READING TEXT:
******************************

Conference summaries


Update in dermatosurgery

Presented by: Prof. Eduardo Nagore Department of Dermatology, Instituto Valenciano de Oncología, Valencia, Spain
  • Functional surgery can now be considered as the treatment of choice for thin subungual tumours.
  • Immunosuppressed patients carry an increased risk of complications in dermatosurgery.
  • In dermatofibrosarcoma protuberans, fibrosarcomatous areas are predictive of high risk for recurrence and distant metastasis, and patients harbouring such lesions require intensive follow-up.

As with other disciplines, in dermatosurgery innovation is giving rise to improved treatment outcomes. High-quality and guideline-based treatment of surgical patients must not be limited to the actual surgical procedure and its challenges with respect to surgical technique and reconstructive defect closure. In order to ensure the success of a surgical procedure, a number of perioperative aspects have to be considered.

  • When considering novelties in the surgical procedure itself, at least 3 aspects should be mentioned: anaesthesia, imaging and surgical technique.
  • Regarding anaesthesia, there is a paucity of data that directly compare outcomes, complications, and costs between general and local anaesthesia in cutaneous surgery. [1]
  • Given the relative risks of procedures performed under general anaesthesia and the consistently comparable outcomes with significantly lower costs of procedures performed under local anaesthesia, it has been recently suggested that local anaesthetic techniques should be used whenever possible.
  • However, careful consideration of the individual needs and comfort level of the patient should still be given when choosing anaesthesia.
  • Imaging techniques is another area that is receiving increasing attention. [1]
  • For example, frozen histological sections are routinely used for intraoperative margin assessment during Mohs surgery, although fluorescence confocal microscopy (FCM) is a new tool that offers a promising and faster alternative. [2]
  • High levels of accuracy for FCM vs. frozen section have been demonstrated in intraoperative margin assessment for basal cell carcinoma (BCC) during Mohs surgery. [2]
  • Even if at present some technical issues may hinder prevent the widespread use of FMC, new devices have the potential to overcome these limitations.
  • Rapid lump examination is another new technique that allows for rapid 3-dimensional visualisation of surgical margins for detection of residual BCC, and holds potential to speed up histologic examination during micrographic Mohs surgery. [3]
  • The technique has good sensitivity and specificity compared to traditionally-stained frozen sections.
  • Several refinements in surgical technique have also been reported in recent years.
  • One example is the use of functional surgery for in situ or minimally invasive nail melanoma, which has now been demonstrated to be the technique of choice over amputation. [4]
  • Another example is modified shave surgery combined with the nail window technique, which is now preferred for longitudinal melanonychia as it is associated with limited postoperative nail dystrophy and low rates of recurrence of pigmentation. [5]
  • Despite the large number of dermatological procedures performed, there is still limited information about surgical site infections (SSI) in the absence of antibiotic prophylaxis.

******************************

DATA SHOWN:

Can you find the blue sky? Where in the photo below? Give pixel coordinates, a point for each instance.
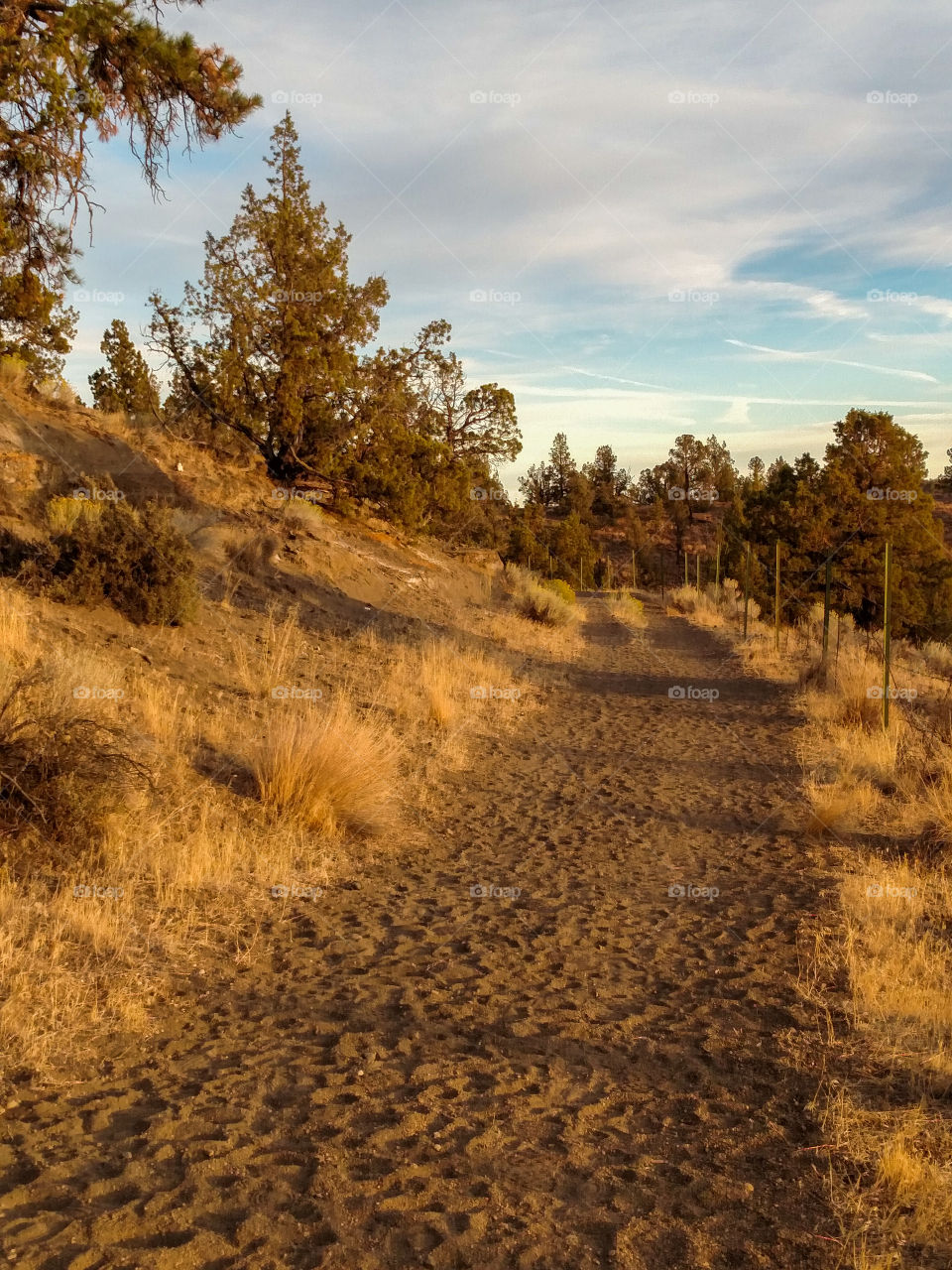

******************************

Transcribe the dermatosurgery update word for word, starting with "Conference summaries" and going on through "complications in dermatosurgery.".

WRITTEN RESPONSE:
Conference summaries


Update in dermatosurgery

Presented by: Prof. Eduardo Nagore Department of Dermatology, Instituto Valenciano de Oncología, Valencia, Spain
  • Functional surgery can now be considered as the treatment of choice for thin subungual tumours.
  • Immunosuppressed patients carry an increased risk of complications in dermatosurgery.